_SHORT TASK:_ Rewrite every line of the items below, keeping the labeling instructions unchanged, and add 150 to each coordinate in the answer points.

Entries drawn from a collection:
** Begin **

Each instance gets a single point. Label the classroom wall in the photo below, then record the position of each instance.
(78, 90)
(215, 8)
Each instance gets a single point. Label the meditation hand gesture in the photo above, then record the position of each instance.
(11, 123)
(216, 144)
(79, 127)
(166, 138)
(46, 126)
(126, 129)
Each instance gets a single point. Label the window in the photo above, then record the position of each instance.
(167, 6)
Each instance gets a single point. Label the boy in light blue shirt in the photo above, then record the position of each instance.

** End **

_EXERCISE ANSWER:_
Each instance gets a single point. Label the classroom wall in the photo below, then record the position of each instance.
(228, 240)
(365, 158)
Each instance gets a single point. Label the meditation hand gesture in the photo above, then record the position of each instance.
(161, 273)
(366, 294)
(229, 277)
(316, 288)
(196, 276)
(276, 279)
Each instance gets a single point. Label the window in the photo above, then record the position of each instance.
(317, 156)
Each instance gets a single point. Label the boy in light blue shirt in the photo above, then record the position of each instance.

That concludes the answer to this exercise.